## Available data
.....

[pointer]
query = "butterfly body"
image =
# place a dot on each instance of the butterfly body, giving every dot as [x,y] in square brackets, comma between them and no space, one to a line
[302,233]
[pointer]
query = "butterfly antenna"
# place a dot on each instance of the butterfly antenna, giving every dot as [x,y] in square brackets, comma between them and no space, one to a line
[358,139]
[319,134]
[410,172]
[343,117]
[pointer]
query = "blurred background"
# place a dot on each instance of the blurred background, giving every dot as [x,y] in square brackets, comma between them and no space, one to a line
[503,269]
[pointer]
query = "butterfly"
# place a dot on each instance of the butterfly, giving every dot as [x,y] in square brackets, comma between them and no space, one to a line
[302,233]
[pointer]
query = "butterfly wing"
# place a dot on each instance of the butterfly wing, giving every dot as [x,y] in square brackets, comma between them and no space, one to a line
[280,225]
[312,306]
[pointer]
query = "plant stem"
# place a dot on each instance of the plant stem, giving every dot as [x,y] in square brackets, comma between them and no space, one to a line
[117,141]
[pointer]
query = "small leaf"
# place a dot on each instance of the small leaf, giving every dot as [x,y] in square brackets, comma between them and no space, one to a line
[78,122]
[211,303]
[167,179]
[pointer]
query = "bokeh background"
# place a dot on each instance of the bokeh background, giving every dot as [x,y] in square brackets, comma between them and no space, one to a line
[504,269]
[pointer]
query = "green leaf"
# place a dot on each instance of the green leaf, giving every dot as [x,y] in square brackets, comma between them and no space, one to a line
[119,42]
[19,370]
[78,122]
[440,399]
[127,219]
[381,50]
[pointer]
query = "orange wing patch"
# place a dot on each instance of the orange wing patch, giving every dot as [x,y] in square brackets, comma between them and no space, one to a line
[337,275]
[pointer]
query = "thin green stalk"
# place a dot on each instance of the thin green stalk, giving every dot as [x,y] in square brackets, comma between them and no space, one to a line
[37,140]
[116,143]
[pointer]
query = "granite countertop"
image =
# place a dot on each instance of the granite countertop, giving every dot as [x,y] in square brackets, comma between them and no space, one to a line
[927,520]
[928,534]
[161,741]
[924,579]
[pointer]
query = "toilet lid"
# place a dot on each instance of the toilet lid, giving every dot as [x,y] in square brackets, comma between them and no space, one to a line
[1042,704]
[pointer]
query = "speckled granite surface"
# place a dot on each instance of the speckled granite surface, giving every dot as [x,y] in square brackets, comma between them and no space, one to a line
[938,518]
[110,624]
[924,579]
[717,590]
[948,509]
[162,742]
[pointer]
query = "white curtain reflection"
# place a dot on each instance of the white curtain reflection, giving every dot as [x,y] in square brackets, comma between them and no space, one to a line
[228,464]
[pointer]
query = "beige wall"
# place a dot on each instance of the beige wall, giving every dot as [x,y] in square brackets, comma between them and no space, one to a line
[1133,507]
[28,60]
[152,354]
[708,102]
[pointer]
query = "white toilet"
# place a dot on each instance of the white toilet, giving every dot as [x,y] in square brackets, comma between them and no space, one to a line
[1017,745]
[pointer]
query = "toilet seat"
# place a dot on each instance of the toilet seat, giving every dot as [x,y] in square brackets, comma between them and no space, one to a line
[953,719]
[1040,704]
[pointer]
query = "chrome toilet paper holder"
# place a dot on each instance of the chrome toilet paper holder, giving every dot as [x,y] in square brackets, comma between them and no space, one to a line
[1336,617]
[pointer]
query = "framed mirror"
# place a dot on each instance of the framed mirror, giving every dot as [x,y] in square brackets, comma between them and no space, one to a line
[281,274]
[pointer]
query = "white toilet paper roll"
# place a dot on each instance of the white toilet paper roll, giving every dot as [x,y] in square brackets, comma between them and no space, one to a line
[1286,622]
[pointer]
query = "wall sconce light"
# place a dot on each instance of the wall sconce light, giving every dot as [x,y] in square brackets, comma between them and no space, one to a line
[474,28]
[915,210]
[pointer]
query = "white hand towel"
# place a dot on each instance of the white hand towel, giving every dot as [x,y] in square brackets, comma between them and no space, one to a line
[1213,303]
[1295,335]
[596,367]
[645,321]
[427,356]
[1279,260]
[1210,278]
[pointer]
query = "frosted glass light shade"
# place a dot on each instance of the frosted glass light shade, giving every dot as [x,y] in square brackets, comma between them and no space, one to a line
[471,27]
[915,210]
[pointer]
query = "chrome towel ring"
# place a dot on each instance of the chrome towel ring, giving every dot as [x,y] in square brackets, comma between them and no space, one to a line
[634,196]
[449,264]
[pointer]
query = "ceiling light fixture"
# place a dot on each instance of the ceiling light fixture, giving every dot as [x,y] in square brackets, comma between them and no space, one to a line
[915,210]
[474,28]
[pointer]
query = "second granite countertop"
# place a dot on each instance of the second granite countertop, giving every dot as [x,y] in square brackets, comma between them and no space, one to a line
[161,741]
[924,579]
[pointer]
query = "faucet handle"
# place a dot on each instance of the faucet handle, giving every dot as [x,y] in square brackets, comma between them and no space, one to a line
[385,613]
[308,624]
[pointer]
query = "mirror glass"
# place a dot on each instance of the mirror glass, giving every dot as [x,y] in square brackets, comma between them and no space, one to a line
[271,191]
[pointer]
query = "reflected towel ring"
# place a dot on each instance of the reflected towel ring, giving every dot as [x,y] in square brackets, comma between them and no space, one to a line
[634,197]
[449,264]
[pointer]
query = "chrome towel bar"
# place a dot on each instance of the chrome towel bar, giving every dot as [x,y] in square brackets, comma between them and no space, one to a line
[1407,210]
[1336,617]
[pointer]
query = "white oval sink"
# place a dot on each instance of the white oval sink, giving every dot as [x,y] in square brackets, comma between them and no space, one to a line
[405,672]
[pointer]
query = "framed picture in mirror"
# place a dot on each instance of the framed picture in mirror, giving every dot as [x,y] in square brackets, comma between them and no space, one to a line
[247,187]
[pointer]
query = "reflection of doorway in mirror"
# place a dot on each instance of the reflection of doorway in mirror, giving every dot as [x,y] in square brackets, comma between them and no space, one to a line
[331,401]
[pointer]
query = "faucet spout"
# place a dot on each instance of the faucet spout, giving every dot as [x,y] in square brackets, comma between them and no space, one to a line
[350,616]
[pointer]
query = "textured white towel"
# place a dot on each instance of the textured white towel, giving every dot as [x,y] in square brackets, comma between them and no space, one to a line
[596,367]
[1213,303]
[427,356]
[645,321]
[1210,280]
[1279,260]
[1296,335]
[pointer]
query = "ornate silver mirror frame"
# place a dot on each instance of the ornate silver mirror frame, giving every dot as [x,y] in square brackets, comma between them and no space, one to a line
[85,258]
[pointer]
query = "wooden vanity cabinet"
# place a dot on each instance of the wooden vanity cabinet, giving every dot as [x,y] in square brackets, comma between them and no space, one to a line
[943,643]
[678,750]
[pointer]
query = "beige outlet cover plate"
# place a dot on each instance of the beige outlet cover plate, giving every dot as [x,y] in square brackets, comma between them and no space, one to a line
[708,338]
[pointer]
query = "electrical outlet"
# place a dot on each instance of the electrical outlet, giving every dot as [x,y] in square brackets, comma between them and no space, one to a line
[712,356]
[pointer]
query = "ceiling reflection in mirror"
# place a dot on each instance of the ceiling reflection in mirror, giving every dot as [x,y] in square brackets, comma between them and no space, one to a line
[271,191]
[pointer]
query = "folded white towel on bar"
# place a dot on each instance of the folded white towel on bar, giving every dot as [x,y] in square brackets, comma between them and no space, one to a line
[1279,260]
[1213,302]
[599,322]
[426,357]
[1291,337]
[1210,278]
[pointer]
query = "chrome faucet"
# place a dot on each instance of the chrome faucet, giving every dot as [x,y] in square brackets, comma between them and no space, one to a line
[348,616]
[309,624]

.....

## Required work
The full set of lines above should be retyped without a single change.

## Solution for this problem
[pointer]
query = "butterfly body"
image =
# place a dot on each instance of the butterfly body, giving every dot as [x,y] in square brackets, comma between them and no space, one to a line
[302,233]
[pointer]
query = "butterfly antenna"
# place a dot on each instance of the butterfly antenna, giving every dot as [x,y] in square brackets, comma between them and no space, one to a line
[358,139]
[319,134]
[410,172]
[343,117]
[pointer]
query = "blurred background"
# place a dot on each instance of the blurred background, giving every dot as [x,y] in square brackets, comma between them and no space, one to a line
[503,269]
[pointer]
query = "butterfly"
# place a dot on each instance of the butterfly, giving every dot as [x,y] in square brackets, comma between them and no space, one to a line
[302,233]
[pointer]
query = "butterfly wing"
# place a dot on each instance of the butterfly wing, giving every dot as [x,y] in square brackets, comma between them and no space, one to a line
[280,225]
[312,306]
[pointer]
query = "plant stem"
# place a dot on each instance of the plant stem, giving every dot as [x,y] in square brackets, comma between them and no space, one to a line
[117,141]
[pointer]
query = "small leaf"
# place a dot on each instance of the small leaf, giving every dot as [x,y] in square brackets, comma between them and no space, one to a line
[78,122]
[211,303]
[167,179]
[pointer]
query = "bokeh background"
# place a dot on each instance of the bokeh background, giving every dot as [x,y] in square brackets, comma between them and no space, one to a line
[504,269]
[pointer]
query = "green leaf"
# place a dot on each instance of the green leaf, giving every dot as [x,y] in square brackets, comma between them and no space, one to a line
[119,42]
[19,370]
[78,122]
[440,399]
[127,219]
[381,50]
[pointer]
query = "orange wing patch"
# place a dot on each instance of the orange wing patch, giving every dot as [x,y] in square brackets, comma between them and no space, one to a line
[337,275]
[pointer]
query = "thin green stalk"
# place a dot on each instance of the thin green stalk, giving every dot as [x,y] in square brackets, comma between them and no space, one to a line
[37,140]
[116,143]
[pointer]
query = "granite countertop"
image =
# place a dot on each instance of the granite countertop, giving every dot as [x,y] in square brackets, comma between them and no space, one to a line
[927,520]
[928,534]
[161,741]
[924,579]
[pointer]
query = "toilet lid"
# place a dot on each instance of the toilet lid, giving every dot as [x,y] in square brackets, comma between them and no space, one to a line
[1042,704]
[pointer]
query = "speckled granite surface"
# place a dot on each instance of the speckled granite surface, giving every dot as [x,y] in square brackets, comma between them and no space, one to a line
[938,518]
[110,624]
[924,579]
[717,590]
[948,509]
[162,742]
[pointer]
query = "white curtain reflection"
# place a dot on each instance of the white curtain reflection, giving every dot as [x,y] in square brackets, comma between them and no space, one to a line
[228,464]
[pointer]
query = "beige wall"
# place a dot on each instance of the beige wall, giving every dot as [x,y] in square brackets, comma between them and no space, one to a line
[1133,507]
[28,60]
[152,354]
[708,102]
[pointer]
query = "white toilet"
# place a dot on each instance of the white toilet, giving every dot as [x,y] in square brackets, comma between them and no space, one to a line
[1017,745]
[pointer]
query = "toilet seat"
# place a dot on each instance of the toilet seat, giving every dot as [x,y] in square brackets, comma between them and no space, one to a line
[953,719]
[1040,704]
[pointer]
query = "chrome toilet paper holder"
# place a dot on each instance of the chrome toilet paper holder, giving every dot as [x,y] in square brackets, comma between them and no space, one to a line
[1336,617]
[pointer]
query = "framed mirror"
# place a dot on each instance of the framed mirror, giving every dot as [x,y] in square brackets, comma between them and no space, one to a line
[281,274]
[pointer]
query = "white toilet paper roll"
# place a dot on each instance of the white toilet paper roll, giving every dot as [x,y] in square brackets, comma between them and no space, one to a line
[1286,622]
[pointer]
query = "wall sconce light"
# place a dot on each instance of the wall sconce light, giving every dot as [x,y] in square brackets, comma between them and no space, one to a line
[474,28]
[915,210]
[pointer]
query = "white hand towel"
# place a dot on each instance of the white hand towel, giving every dot as [x,y] in square brackets, comma between them and no space, one to a line
[1213,303]
[1295,335]
[596,367]
[645,321]
[427,356]
[1279,260]
[1210,278]
[pointer]
query = "frosted glass light shade"
# place a dot on each instance of the frosted glass light shade, giving every dot as [x,y] in square brackets, comma between them and no space, one to a line
[471,27]
[915,210]
[pointer]
query = "chrome towel ring"
# place a dot on each instance of the chrome towel ring, giving every dot as [x,y] in square brackets, comma between them and no space, one to a line
[634,196]
[449,264]
[pointer]
query = "ceiling light fixture"
# place a dot on each instance of the ceiling light fixture, giving every dot as [x,y] in square brackets, comma between them and no space, one to a line
[915,210]
[474,28]
[pointer]
query = "second granite countertop"
# place a dot on each instance of the second granite countertop, giving every dot as [x,y] in square brackets, comma between them and no space, one to a line
[161,741]
[924,579]
[pointer]
query = "faucet handle"
# place a dot on each instance of the faucet handle, giving every dot as [x,y] in square brackets, comma between them and no space, one to a line
[385,613]
[308,624]
[pointer]
query = "mirror glass"
# place a dot on each instance of the mirror glass, giving every dot as [x,y] in square brackets, comma between them and no space, one to a line
[271,191]
[pointer]
query = "reflected towel ring"
# place a dot on each instance of the reflected towel ring, giving every dot as [x,y] in square brackets, comma between them and no space, one to a line
[634,197]
[449,264]
[pointer]
query = "chrome towel bar"
# place a dot on each instance of the chrome towel bar, giving every dot as [x,y] in square brackets, comma between them and no space, one to a line
[1407,210]
[1336,617]
[pointer]
query = "white oval sink"
# place a dot on each instance of the white oval sink, giving every dot as [x,y] in square brackets, comma between them and no space, one to a line
[405,672]
[pointer]
query = "framed picture in mirror"
# place a dot on each instance of the framed picture in mirror, giving every dot as [x,y] in square brackets, comma between them and no space, one to a line
[247,187]
[pointer]
query = "reflection of doorway in mirror"
# place a dot on each instance of the reflection of doorway in mirror, giving every dot as [x,y] in square brackets, comma between them and no space, one to a line
[331,401]
[pointer]
query = "faucet spout"
# place a dot on each instance of the faucet spout, giving every dot as [x,y] in square brackets, comma between them and no space, one to a line
[350,616]
[pointer]
query = "textured white towel"
# place a dot on each instance of the textured white towel, giving every dot as [x,y] in square brackets, comma between them and no space, one to a line
[596,367]
[1213,303]
[427,356]
[645,321]
[1210,280]
[1279,260]
[1296,335]
[pointer]
query = "ornate silver mirror frame"
# place a dot on each instance of the ornate silver mirror frame, giving every dot as [x,y] in square brackets, comma between them and no space, one to a line
[85,258]
[pointer]
query = "wooden vanity cabinet"
# place a dot on each instance of the wooden vanity cabinet, giving every dot as [x,y] in square brackets, comma between them and no space, one to a line
[943,643]
[678,750]
[pointer]
query = "beige outlet cover plate"
# place a dot on each instance of the beige outlet cover plate, giving every dot as [x,y] in square brackets, comma between them and no space, one to a line
[708,338]
[pointer]
query = "electrical outlet"
# place a dot on each instance of the electrical outlet, giving every dot as [x,y] in square brackets, comma between them and no space, one to a line
[712,356]
[pointer]
query = "ceiling reflection in mirror"
# place a dot on each instance of the ceiling reflection in mirror, giving every dot as [x,y] in square brackets, comma between them and no space, one to a line
[271,191]
[pointer]
query = "folded white towel on bar"
# place a dot on each instance of the folded white towel on bar, giving every dot as [x,y] in square brackets, comma between them and no space, one to a line
[1279,260]
[1213,302]
[599,322]
[426,357]
[1291,337]
[1210,278]
[pointer]
query = "chrome faucet"
# place a dot on each instance of the chrome faucet, giving every dot as [x,y] in square brackets, comma between them and no space, one to a line
[348,616]
[309,624]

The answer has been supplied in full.